# Objective
Copy out all of the entries below word for word, leaving the pictures out of your copy.

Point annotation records
════

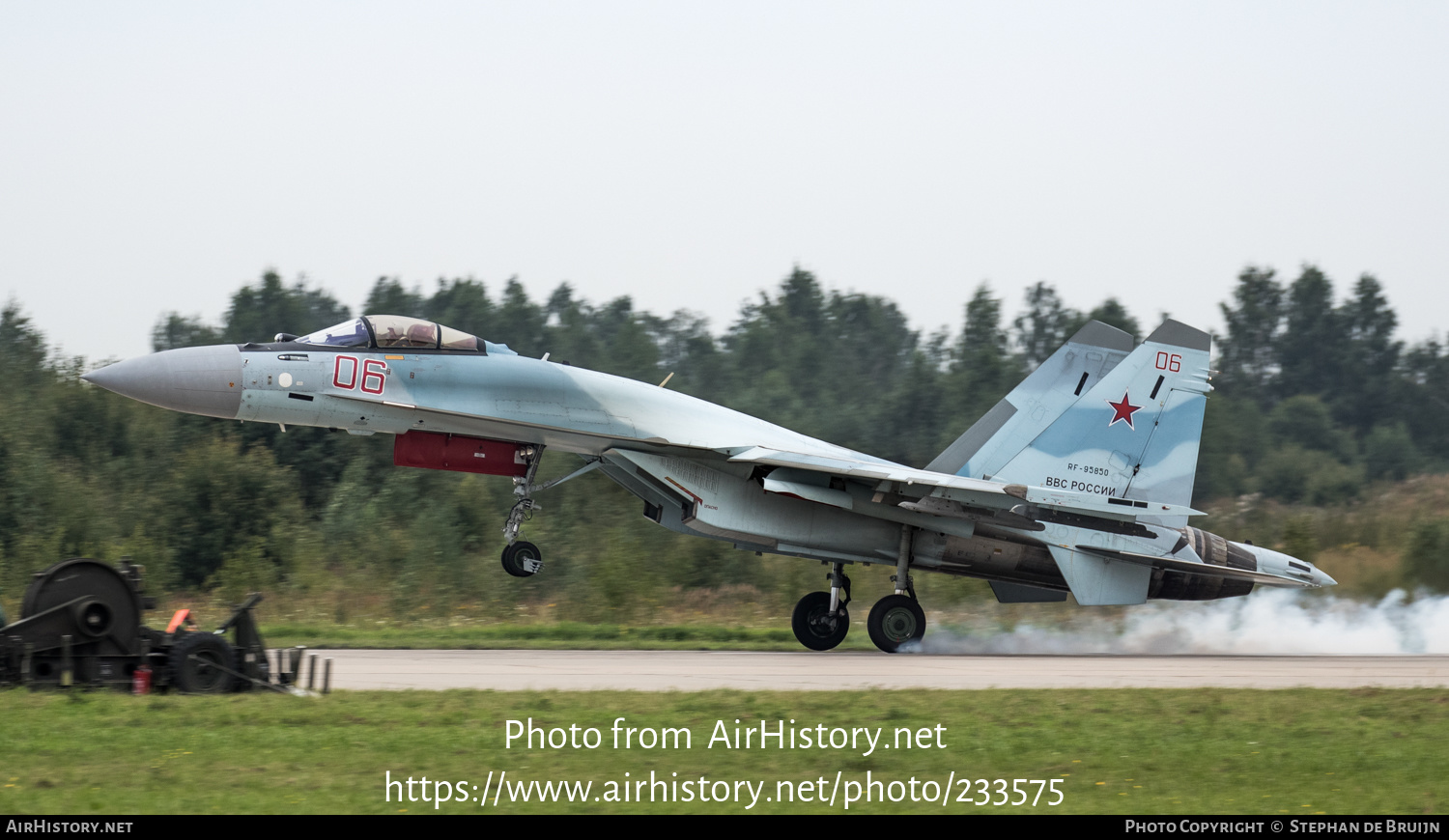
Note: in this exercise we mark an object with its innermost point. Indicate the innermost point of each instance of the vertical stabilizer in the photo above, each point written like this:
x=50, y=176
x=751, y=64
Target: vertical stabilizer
x=1135, y=434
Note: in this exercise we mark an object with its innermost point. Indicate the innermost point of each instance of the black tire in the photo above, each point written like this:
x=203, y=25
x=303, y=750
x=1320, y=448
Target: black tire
x=813, y=625
x=202, y=663
x=895, y=620
x=515, y=556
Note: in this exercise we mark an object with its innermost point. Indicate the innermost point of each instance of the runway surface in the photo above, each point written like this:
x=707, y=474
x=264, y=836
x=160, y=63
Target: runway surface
x=805, y=671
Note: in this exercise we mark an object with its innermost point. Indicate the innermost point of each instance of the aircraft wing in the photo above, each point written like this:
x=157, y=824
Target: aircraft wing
x=959, y=489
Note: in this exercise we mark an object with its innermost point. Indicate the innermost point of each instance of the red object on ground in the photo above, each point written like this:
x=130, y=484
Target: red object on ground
x=458, y=454
x=176, y=620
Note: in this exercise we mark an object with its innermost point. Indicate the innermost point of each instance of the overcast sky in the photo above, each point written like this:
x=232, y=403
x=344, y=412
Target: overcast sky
x=158, y=155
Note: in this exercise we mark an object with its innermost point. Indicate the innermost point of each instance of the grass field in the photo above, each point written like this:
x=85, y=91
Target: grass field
x=1129, y=750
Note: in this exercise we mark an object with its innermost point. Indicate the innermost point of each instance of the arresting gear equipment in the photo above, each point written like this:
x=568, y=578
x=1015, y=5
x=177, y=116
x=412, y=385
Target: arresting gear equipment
x=81, y=626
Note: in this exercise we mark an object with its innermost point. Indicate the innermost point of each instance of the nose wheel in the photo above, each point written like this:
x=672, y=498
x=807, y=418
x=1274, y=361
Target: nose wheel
x=522, y=559
x=895, y=620
x=820, y=620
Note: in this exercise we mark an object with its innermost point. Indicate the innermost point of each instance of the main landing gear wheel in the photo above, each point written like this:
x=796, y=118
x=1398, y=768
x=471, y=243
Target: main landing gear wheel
x=522, y=559
x=895, y=620
x=814, y=626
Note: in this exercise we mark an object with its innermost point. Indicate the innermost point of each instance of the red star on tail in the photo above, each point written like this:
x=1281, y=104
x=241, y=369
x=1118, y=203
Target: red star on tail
x=1123, y=410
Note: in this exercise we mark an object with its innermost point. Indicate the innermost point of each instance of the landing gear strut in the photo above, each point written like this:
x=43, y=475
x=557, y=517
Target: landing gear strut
x=524, y=559
x=820, y=620
x=897, y=619
x=521, y=558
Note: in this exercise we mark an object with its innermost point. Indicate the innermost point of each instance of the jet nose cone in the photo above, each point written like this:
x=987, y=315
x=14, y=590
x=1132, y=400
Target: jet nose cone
x=193, y=379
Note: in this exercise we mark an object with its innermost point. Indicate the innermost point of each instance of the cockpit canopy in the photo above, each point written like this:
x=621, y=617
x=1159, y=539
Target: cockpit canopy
x=400, y=332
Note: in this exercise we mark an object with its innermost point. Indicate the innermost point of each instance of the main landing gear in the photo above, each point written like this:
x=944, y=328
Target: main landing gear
x=524, y=559
x=895, y=620
x=820, y=620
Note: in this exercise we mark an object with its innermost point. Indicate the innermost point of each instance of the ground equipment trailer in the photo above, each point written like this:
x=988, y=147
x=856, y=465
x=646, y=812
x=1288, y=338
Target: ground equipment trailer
x=81, y=626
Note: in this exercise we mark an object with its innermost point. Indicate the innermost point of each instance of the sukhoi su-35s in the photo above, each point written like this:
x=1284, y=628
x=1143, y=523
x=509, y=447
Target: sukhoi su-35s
x=1078, y=481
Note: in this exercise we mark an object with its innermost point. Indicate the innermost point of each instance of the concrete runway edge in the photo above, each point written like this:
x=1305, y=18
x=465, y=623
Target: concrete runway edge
x=805, y=671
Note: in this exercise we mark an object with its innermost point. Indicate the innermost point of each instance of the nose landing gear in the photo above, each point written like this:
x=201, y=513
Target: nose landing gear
x=524, y=559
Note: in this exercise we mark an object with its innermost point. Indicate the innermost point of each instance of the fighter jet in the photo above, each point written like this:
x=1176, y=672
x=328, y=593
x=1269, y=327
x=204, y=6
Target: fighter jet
x=1078, y=481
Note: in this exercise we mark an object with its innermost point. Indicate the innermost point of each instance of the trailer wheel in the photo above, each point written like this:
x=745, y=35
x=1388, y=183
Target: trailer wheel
x=202, y=663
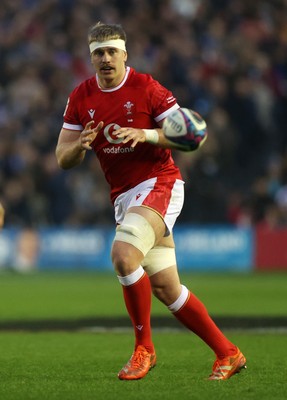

════

# Complete answer
Note: in this exercise we mark an object with its innermost point. Indicate the innermost point of each instance of the vertical stabilizer in the photo above, each point written like this:
x=50, y=176
x=751, y=64
Target: vertical stabilizer
x=1135, y=434
Note: in this exercise we mark an object with its innermost point. Indicate the innermost point of each instance of the black tire in the photo above, each point written like this:
x=203, y=25
x=303, y=750
x=1320, y=448
Target: black tire
x=813, y=625
x=202, y=663
x=895, y=620
x=515, y=556
Note: in this exercise we mark an object with its innermost point. Indicate the innermost point of each instance of the runway surface in the photo above, each point written like this:
x=707, y=474
x=264, y=836
x=160, y=63
Target: runway surface
x=805, y=671
Note: in this exercise we mark an object with its innermost point. Indicate the innermost point of each instance of the aircraft wing in the photo above, each point written like this:
x=157, y=824
Target: aircraft wing
x=959, y=489
Note: in this exercise we mark an object with its innermost point. Indicate the innermost point of each instance of the red object on ground in the photo above, each point written like this:
x=130, y=484
Target: red object on ground
x=458, y=454
x=176, y=620
Note: in this exercise we mark an object with its innermost point. Indicate the innermost point of each instance of the overcast sky in the photo above, each point written like this:
x=232, y=403
x=344, y=412
Target: overcast sky
x=158, y=155
Note: in this exercise we mark an object with its innermost point. Indicate the innermost point of each instance of the grass field in the photo above, each point written like this:
x=85, y=91
Target: grass field
x=1129, y=750
Note: in this exercise we mark an object with its innermost point. Indicate the innermost point of each instance of the arresting gear equipment in the photo above, each point written like this:
x=568, y=578
x=1015, y=5
x=177, y=116
x=412, y=385
Target: arresting gear equipment
x=81, y=626
Note: in this exercise we mark an object with its innermost point. Indicate the innermost point of each instance of the nose wheel in the photo above, each point written like this:
x=672, y=498
x=807, y=418
x=1274, y=361
Target: nose wheel
x=522, y=559
x=895, y=620
x=820, y=620
Note: in this exercise we mark an object with its innermost point. Indicate the innermost point of each instance of the main landing gear wheel in the photo above, each point written like this:
x=796, y=118
x=1398, y=768
x=471, y=243
Target: main landing gear wheel
x=522, y=559
x=895, y=620
x=814, y=626
Note: in this exercise we mark an object with its innermost point. Indicate the innermost point of each instance of the red star on tail in the photo above, each point written like this:
x=1281, y=104
x=241, y=369
x=1118, y=203
Target: red star on tail
x=1123, y=410
Note: in this exercise we mark an object with its innermost point. Indicate the innermost point of each instance of the landing gear strut in the photo above, each point written like this:
x=43, y=475
x=557, y=517
Target: landing gear strut
x=524, y=559
x=820, y=620
x=897, y=619
x=521, y=558
Note: in this exercise we mark an object with its innermost point. Indicate the innermost point of each instance of the jet nose cone in the photo above, each point written like this:
x=987, y=315
x=14, y=590
x=1132, y=400
Target: jet nose cone
x=193, y=379
Note: in this exercise we mark an object with its innermost point. Indicate the innermost point of each instance of the cockpit canopy in the photo above, each point written like this:
x=621, y=617
x=1159, y=539
Target: cockpit canopy
x=400, y=332
Note: in this exercise we mark an object with its innermost point. Indicate the innermost point of each instance of the main landing gear in the photo above, each point written like this:
x=944, y=328
Target: main landing gear
x=524, y=559
x=895, y=620
x=820, y=620
Note: in this exercise we mark an object with its innermost point. Indicate the innermost point of each instance of the ground equipment trailer in the photo above, each point written like this:
x=988, y=147
x=856, y=465
x=646, y=812
x=1288, y=338
Target: ground equipment trailer
x=81, y=626
Note: in this exercise we mark an object with its innermost point. Indicate the innermost point of each instance of the sukhoi su-35s in the photo above, each point written like this:
x=1284, y=628
x=1143, y=523
x=509, y=447
Target: sukhoi su-35s
x=1078, y=481
Note: in this exercise we mark an object with its innermost point. Indicate the innermost point of each instance of the concrete runway edge in the photo above, each point written like this:
x=1305, y=18
x=465, y=623
Target: concrete runway edge
x=805, y=671
Note: in this exercise we mark an object with its innermost point. Indicate the innermost point of each instance of the nose landing gear in the photo above, each point written like this:
x=201, y=513
Target: nose landing gear
x=524, y=559
Note: in this exercise we mark an object with its innermost point. Indicate the innermost point of each instance of the fighter jet in the photo above, each point written like this:
x=1176, y=672
x=328, y=593
x=1269, y=327
x=204, y=6
Target: fighter jet
x=1078, y=481
Note: in this exercise we mark an object with its innermost point. Indicate the innermost point of each instance of the trailer wheel in the photo above, each point written like this:
x=745, y=35
x=1388, y=183
Target: trailer wheel
x=202, y=663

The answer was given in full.